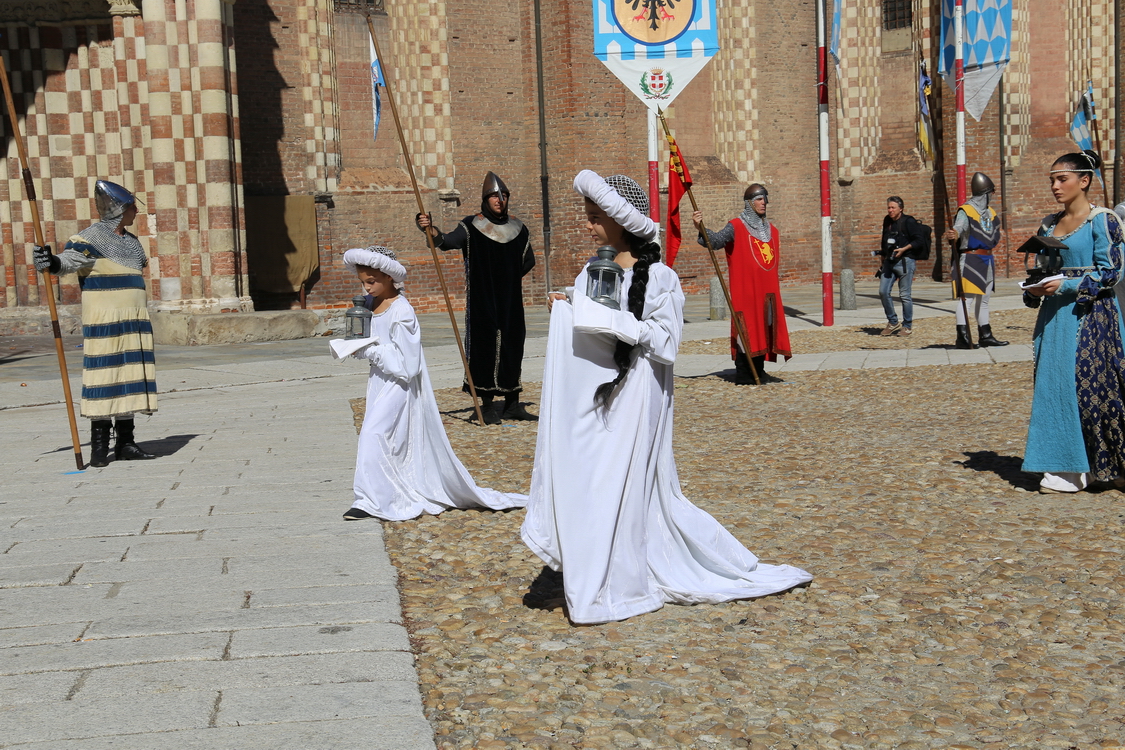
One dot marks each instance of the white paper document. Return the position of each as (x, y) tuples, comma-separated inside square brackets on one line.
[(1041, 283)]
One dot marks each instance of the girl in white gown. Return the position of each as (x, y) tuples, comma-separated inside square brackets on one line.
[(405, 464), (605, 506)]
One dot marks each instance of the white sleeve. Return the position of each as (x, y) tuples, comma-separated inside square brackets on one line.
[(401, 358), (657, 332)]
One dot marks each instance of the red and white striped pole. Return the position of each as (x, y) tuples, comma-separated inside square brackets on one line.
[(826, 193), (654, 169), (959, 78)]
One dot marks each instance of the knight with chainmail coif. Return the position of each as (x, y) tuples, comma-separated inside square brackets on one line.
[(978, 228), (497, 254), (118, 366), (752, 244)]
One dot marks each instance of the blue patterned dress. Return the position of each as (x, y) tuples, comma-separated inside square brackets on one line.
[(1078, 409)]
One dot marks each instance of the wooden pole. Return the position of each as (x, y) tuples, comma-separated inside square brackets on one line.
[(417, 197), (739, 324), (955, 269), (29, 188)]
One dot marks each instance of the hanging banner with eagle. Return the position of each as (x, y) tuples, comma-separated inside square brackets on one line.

____________

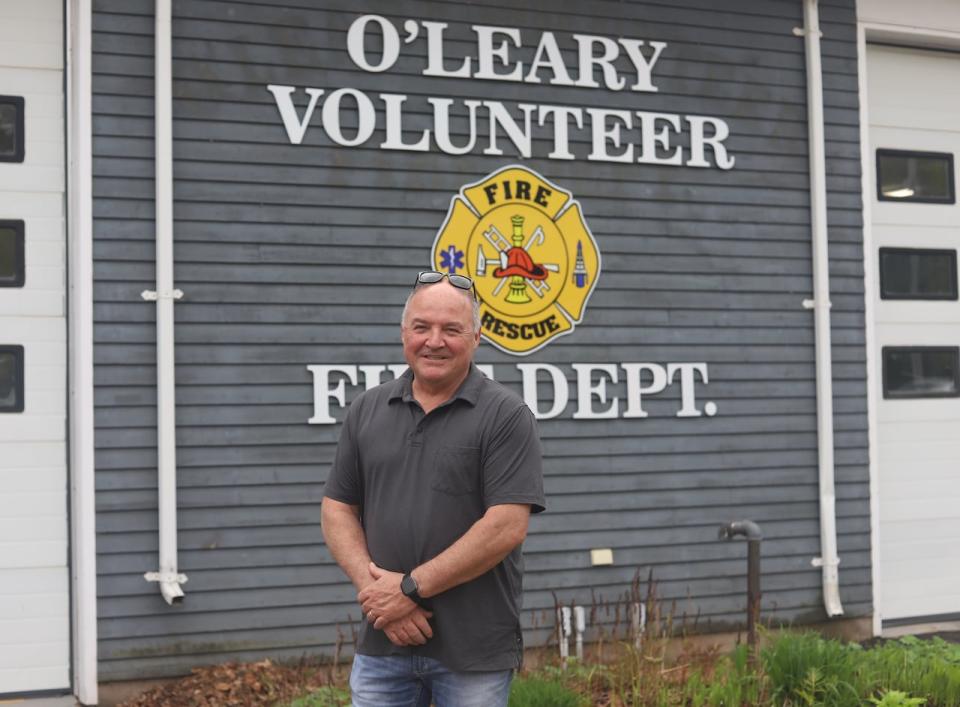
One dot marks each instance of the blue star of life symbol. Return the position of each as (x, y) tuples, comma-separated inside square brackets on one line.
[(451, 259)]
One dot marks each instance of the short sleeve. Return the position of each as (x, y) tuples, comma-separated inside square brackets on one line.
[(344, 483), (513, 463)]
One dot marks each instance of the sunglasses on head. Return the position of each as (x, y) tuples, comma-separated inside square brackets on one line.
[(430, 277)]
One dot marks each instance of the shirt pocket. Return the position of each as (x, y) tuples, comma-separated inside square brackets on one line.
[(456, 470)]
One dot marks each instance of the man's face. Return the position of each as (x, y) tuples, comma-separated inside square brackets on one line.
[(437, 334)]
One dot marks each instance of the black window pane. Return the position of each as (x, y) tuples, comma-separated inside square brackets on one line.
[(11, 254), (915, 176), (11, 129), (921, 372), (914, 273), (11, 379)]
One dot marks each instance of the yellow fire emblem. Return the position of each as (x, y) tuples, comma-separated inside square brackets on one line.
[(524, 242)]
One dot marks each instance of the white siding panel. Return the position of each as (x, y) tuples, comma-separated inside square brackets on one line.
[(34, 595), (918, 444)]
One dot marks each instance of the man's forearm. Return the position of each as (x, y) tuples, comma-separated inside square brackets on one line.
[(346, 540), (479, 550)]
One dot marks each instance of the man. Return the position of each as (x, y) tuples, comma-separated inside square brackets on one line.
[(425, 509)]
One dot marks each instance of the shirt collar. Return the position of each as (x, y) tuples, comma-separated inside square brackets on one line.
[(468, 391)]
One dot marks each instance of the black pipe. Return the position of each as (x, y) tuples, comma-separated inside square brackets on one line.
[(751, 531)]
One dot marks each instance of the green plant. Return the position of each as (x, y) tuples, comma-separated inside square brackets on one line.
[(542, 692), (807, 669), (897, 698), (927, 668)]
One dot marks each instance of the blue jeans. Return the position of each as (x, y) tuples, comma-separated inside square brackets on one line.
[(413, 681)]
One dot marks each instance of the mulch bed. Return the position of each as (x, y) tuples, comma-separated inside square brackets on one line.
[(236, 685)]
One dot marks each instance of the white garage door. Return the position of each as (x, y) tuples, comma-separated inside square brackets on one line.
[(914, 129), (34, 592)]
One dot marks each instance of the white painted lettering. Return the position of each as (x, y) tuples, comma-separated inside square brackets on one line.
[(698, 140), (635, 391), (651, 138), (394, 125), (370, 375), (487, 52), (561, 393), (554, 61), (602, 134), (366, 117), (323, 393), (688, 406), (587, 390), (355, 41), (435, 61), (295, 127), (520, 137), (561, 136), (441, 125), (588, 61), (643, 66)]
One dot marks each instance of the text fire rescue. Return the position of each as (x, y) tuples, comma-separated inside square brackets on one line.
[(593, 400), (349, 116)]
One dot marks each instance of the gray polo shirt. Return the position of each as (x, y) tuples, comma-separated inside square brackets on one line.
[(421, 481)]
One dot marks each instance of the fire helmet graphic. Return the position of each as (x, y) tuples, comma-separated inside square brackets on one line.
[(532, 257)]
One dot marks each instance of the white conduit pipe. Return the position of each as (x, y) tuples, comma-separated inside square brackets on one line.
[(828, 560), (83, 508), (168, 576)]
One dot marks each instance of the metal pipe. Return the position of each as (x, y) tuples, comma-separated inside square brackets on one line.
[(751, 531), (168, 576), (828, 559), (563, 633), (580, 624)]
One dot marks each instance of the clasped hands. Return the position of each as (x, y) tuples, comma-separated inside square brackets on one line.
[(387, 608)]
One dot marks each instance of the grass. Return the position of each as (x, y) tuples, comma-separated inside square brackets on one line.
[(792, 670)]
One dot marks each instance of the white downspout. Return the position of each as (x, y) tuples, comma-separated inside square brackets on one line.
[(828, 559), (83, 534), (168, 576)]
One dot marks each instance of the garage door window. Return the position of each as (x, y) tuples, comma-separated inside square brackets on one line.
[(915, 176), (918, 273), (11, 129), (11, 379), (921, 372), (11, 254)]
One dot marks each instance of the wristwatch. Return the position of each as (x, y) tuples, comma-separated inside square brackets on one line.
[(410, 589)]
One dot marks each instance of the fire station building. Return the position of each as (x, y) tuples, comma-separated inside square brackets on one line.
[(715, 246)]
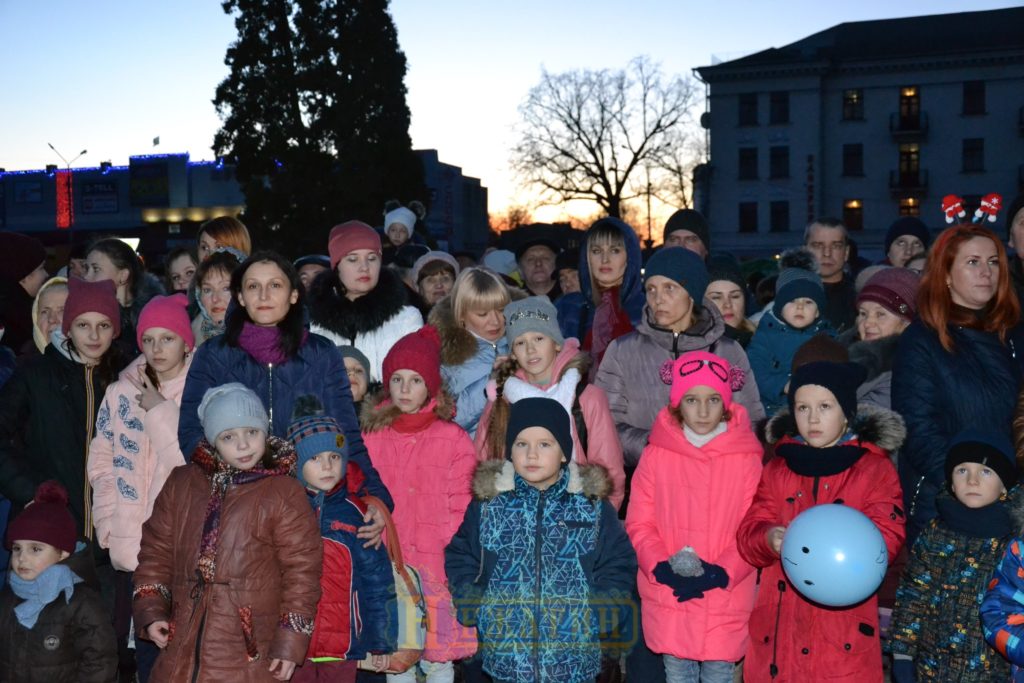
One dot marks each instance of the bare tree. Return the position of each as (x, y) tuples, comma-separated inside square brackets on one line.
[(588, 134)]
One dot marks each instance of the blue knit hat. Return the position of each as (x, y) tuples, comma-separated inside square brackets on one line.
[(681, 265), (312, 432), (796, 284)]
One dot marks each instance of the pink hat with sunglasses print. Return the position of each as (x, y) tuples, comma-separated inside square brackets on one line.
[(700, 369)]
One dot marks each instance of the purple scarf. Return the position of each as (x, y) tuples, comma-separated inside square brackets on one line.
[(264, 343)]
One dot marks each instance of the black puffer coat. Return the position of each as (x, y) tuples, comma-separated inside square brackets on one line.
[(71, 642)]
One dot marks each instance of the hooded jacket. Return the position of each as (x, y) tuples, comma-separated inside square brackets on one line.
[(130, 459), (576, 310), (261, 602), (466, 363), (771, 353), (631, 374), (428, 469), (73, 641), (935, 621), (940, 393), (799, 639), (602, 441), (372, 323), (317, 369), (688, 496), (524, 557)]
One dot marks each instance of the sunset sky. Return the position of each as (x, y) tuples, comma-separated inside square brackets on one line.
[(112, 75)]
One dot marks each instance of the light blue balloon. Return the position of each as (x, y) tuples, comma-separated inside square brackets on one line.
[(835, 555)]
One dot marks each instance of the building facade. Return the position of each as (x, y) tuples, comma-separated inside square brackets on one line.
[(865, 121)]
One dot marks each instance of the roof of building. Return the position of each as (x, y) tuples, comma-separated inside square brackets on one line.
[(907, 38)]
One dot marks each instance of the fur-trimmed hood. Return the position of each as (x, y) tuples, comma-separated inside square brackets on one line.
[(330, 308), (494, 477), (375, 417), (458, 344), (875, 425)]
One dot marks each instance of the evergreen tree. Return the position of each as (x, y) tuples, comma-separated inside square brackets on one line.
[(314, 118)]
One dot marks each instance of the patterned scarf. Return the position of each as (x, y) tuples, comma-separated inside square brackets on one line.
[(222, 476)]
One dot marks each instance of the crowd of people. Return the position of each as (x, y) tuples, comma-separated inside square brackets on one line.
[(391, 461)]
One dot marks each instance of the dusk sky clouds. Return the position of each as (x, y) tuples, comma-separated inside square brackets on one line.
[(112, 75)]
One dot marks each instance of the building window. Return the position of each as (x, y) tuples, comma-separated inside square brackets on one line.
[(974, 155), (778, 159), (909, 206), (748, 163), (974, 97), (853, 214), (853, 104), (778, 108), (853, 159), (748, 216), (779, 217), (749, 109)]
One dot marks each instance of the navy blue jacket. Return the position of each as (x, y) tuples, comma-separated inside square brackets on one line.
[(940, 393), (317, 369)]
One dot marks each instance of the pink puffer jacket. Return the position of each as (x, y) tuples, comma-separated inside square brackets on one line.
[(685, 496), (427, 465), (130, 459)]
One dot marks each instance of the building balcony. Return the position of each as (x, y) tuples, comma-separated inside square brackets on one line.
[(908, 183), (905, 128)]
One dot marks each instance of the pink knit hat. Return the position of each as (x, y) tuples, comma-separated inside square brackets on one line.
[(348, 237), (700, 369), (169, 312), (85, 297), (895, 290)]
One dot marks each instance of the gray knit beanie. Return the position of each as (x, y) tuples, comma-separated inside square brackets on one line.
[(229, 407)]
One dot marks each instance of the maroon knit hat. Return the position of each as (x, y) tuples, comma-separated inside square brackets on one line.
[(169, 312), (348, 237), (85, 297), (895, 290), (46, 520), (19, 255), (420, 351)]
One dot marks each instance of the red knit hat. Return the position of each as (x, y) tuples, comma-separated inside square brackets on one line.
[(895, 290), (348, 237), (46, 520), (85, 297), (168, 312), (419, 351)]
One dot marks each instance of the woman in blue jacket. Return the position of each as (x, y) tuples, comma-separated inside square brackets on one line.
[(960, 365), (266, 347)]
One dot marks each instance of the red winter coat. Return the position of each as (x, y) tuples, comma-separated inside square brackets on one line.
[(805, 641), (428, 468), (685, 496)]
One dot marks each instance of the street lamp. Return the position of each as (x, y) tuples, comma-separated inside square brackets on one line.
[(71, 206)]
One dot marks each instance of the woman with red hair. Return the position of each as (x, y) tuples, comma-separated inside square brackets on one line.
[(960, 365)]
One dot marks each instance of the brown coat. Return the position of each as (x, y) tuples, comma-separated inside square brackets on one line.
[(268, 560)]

____________

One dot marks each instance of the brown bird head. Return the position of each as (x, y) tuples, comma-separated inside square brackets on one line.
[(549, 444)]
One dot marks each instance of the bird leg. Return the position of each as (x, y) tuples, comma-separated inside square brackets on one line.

____________

Requirement: Using the data above, transcribe the lines that run from the line with "One dot marks each instance of the white paper" to the line with "One dot marks each instance of the hanging", both ends kept, and output nothing else.

Output of the task:
One dot marks each instance of the white paper document. Return the position of each as (x, y) tuples, comma-separated inside square brackets on one line.
[(1041, 283)]
One dot marks each instance of the girl in white gown. Return the position of each as (x, y) tuples, comma-separated inside square brackets on one line.
[(405, 464), (605, 506)]
One dot marks each instance of the white sleeve. Return the position of each as (x, y) tuples, comma-separated inside square brackets on one line.
[(401, 358), (657, 332)]
One dot marks each instance of the red and white striped pole. Return the position of each as (x, y) tuples, comma-separated inside square brackets on one line.
[(826, 193), (654, 169), (959, 78)]
One dot marks each instance of the knight with chainmail coif. Return the position of each as (x, y) tuples, comma-separated inside square brackets on one line.
[(978, 228), (497, 254), (118, 366), (752, 244)]
One dot marks each instance of the blue patterned dress. Return the position of each as (x, y) tuples, comma-separated inside square brackets on one line.
[(1078, 409)]
One dot marks each instance of the wooden pole. Return the position of each as (x, y) tuples, comma-separated inside square brackets on one line.
[(417, 197), (739, 324), (955, 269), (29, 188)]
One dot marks each instance of the hanging banner with eagle. Return the position of each as (x, y) tuples, comma-separated inside square brackets on one line.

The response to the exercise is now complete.